**What you should do**
Reproduce every one of the records below word for word, keeping each line and its order unchanged.
-------- Record excerpts --------
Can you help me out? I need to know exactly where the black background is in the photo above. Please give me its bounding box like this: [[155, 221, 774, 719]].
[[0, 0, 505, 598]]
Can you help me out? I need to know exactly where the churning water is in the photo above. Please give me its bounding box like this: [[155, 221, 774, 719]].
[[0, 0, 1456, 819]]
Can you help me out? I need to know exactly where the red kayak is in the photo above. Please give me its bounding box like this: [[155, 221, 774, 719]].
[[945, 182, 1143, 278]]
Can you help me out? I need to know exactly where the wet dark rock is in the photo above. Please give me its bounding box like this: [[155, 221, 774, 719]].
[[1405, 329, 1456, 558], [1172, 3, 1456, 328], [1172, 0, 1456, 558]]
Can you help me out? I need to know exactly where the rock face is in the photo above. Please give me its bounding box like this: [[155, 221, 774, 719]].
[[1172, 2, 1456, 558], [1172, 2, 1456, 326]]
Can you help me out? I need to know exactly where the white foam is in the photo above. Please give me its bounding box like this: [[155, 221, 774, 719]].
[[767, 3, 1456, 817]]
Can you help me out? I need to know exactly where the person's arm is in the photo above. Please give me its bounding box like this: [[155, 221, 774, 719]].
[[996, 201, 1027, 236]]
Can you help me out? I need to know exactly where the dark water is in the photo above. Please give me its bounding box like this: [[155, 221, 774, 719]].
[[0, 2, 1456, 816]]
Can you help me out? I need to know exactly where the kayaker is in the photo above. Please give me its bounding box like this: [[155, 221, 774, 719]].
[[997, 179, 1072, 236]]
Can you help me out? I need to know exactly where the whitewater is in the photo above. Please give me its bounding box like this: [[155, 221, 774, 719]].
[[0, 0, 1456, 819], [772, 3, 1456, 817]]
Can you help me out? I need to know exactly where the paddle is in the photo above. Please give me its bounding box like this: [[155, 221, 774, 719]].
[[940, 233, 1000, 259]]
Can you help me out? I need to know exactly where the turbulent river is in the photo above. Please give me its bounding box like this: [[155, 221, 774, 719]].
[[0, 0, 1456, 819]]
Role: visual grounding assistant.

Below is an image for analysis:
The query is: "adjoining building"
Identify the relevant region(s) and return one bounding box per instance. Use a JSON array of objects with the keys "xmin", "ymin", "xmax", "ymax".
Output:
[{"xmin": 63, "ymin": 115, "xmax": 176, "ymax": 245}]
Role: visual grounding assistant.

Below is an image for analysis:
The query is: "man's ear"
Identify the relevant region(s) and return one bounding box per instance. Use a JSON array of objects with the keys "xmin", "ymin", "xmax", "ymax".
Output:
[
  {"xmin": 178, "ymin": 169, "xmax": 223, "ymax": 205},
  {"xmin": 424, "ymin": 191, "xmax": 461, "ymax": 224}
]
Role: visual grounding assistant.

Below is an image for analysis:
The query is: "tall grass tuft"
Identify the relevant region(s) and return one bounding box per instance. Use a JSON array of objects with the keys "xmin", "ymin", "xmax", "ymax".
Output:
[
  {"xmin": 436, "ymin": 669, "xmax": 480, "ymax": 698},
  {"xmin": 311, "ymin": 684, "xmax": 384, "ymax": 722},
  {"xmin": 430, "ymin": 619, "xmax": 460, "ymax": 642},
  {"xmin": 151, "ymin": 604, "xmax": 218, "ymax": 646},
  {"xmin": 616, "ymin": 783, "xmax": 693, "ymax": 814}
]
--------
**Response**
Can you help me out? I need to know exactly where the black background is in the photo above. Please give me its bounding box like this: [[155, 221, 774, 719]].
[[0, 0, 505, 598]]
Can you help me out? I need to know exactly where the churning water is in the photo above. Please give me its bounding box like this: [[155, 221, 774, 719]].
[[0, 0, 1456, 819]]
Can you help me out? I need to know exactly where the red kayak is in the photo above. Please give me its bounding box like this: [[155, 221, 774, 719]].
[[945, 182, 1143, 278]]
Can you help me out? I need to know exactly where the wet dark rock is in the photo above. Please give me its bounding box like this: [[155, 221, 774, 719]].
[[1405, 329, 1456, 558], [1172, 3, 1456, 328], [1172, 0, 1456, 558]]
Can you help me out? I need to know exactly where the rock face is in the photo above. Please give me its bounding box like this: [[155, 221, 774, 719]].
[[1172, 2, 1456, 558], [1172, 2, 1456, 326]]
Can you help me out? I need to know exactly where the white foam is in the photo above. Please give me its bounding box like this: [[155, 221, 774, 719]].
[[767, 3, 1456, 817]]
Can you help me out? I need to know exactly where the person's arm is in the photo above. Please give me its bounding box like this: [[155, 221, 774, 719]].
[[996, 201, 1027, 236]]
Can you help me out? I need to know exactly where the dark water is in the photo above. Please give me its bounding box like this: [[155, 221, 774, 719]].
[[0, 2, 1456, 816]]
Can you help me out? I need to know exactly where the kayaker is in the photo above. Please give me its bounding box like this: [[155, 221, 774, 719]].
[[997, 179, 1072, 236]]
Can you help me out? I need to know exactly where the whitewater is in the photo above. Please give me its bounding box like this: [[155, 221, 774, 719]].
[[0, 0, 1456, 819], [772, 3, 1456, 817]]
Can you help me out? I need to know exactly where the paddle is in the photo above. Please give me its bounding box like this: [[155, 221, 774, 719]].
[[940, 233, 1000, 259]]
Can you help me out? I need to know exactly where the turbulent river is in the photo above. Please give me its bounding box like this: [[155, 221, 774, 719]].
[[0, 0, 1456, 819]]
Role: visual grounding assistant.

Below is an image for analysis:
The query is: "adjoining building"
Identify the relevant region(s) and return one bounding box per instance. Use a JSON array of objects with the keys "xmin", "ymin", "xmax", "ymax".
Output:
[{"xmin": 63, "ymin": 115, "xmax": 176, "ymax": 245}]
Role: visual grounding assistant.

Below is an image for analysis:
The query is: "man's ear"
Identify the relevant region(s) and return one bounding box per instance. Use a JSON array of objects with the keys "xmin", "ymin", "xmax", "ymax".
Output:
[
  {"xmin": 178, "ymin": 169, "xmax": 223, "ymax": 205},
  {"xmin": 424, "ymin": 191, "xmax": 461, "ymax": 224}
]
Role: visual grounding assistant.

Below is an image for analysis:
The query is: "tall grass tuft"
Identify the relevant region(s) and return one bounding box per instance. Use a JSON array of objects with the keys "xmin", "ymin", "xmax", "ymax".
Output:
[
  {"xmin": 436, "ymin": 669, "xmax": 480, "ymax": 698},
  {"xmin": 311, "ymin": 684, "xmax": 384, "ymax": 722},
  {"xmin": 430, "ymin": 619, "xmax": 460, "ymax": 642},
  {"xmin": 151, "ymin": 604, "xmax": 218, "ymax": 646},
  {"xmin": 616, "ymin": 783, "xmax": 693, "ymax": 814}
]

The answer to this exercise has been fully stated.